> _EXERCISE INPUT_:
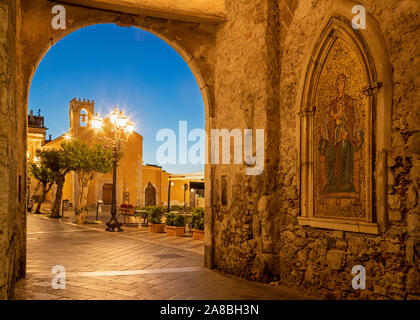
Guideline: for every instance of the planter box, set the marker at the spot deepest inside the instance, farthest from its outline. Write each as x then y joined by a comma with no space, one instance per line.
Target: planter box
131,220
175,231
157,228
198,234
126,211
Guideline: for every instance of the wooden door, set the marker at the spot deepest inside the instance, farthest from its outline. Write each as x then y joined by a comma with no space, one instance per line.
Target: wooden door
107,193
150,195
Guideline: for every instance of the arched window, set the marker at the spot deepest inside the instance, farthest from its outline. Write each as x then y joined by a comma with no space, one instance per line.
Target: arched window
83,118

==

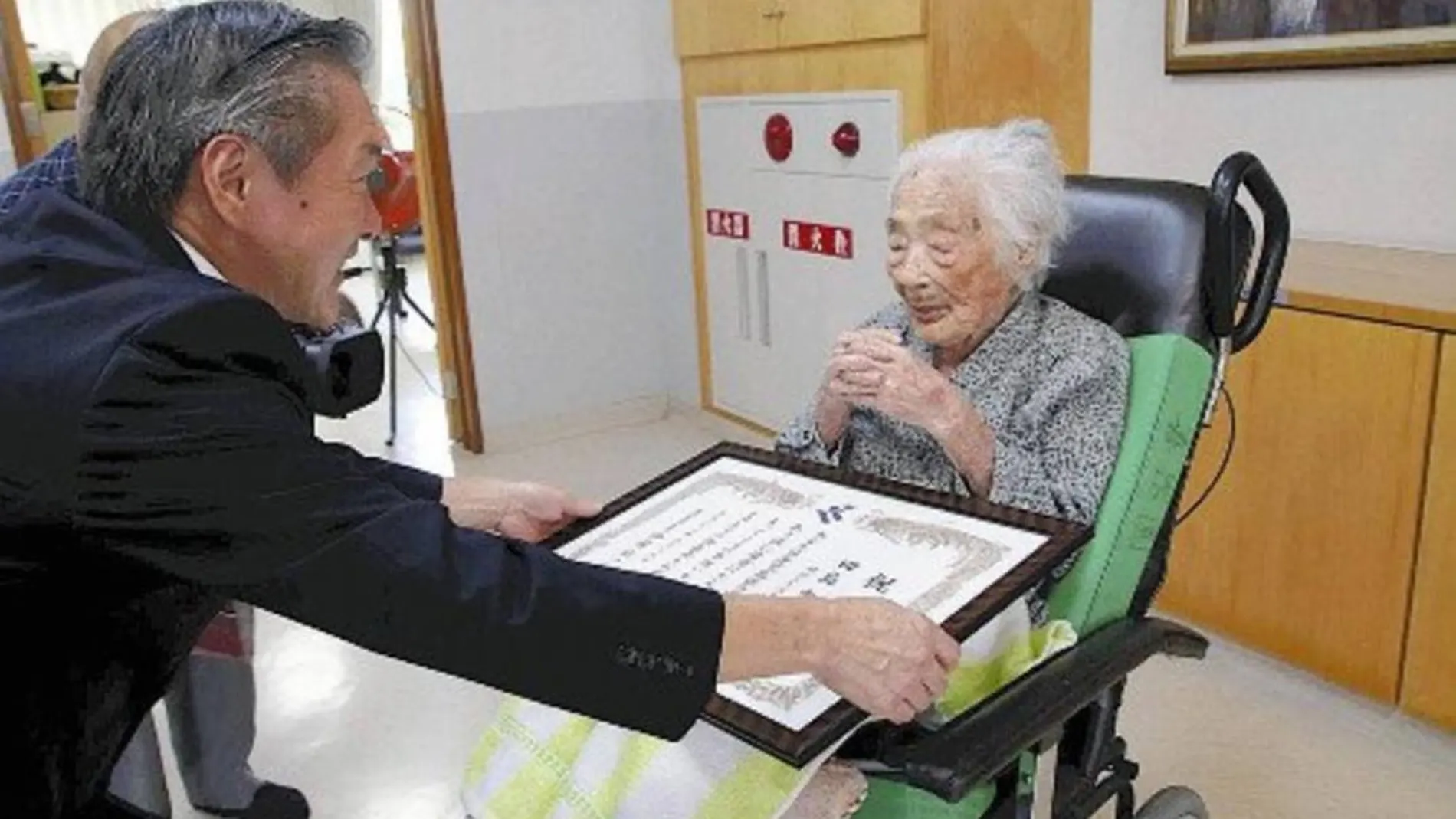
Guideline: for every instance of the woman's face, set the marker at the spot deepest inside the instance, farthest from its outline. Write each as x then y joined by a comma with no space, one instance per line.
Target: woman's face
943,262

* * *

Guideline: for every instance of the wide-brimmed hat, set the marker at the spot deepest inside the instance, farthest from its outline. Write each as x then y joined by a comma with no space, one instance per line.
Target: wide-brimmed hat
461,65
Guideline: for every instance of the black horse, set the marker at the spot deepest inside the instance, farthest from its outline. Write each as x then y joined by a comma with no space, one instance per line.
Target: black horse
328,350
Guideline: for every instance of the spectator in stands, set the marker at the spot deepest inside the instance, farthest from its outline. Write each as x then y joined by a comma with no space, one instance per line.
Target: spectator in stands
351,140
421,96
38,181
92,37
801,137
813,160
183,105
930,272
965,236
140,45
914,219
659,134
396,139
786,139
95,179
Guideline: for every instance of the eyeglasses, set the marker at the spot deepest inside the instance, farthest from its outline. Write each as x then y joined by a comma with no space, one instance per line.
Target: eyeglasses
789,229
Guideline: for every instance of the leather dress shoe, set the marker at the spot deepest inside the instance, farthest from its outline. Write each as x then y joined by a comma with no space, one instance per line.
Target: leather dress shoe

> _TASK DESCRIPTION_: Write out only the lines that run from the line containing "Guideline: for every instance of the black" through the line containing "Guideline: for every instance of the spectator", both included, exactly as they appear above.

> _EXPECTED OUTPUT_:
Guideline: for every instance of the black horse, set the marker at the spot deepest inside the instance, farthest from its outline. Write each as x then y joined by a comma with no space, one instance per line.
Target: black horse
328,350
Guideline: for every instance of the spectator in stands, set the marker at the spot deepest inside the instance, farthest from its outline. Write each as x then y joined by a comma with no space, one instance per line.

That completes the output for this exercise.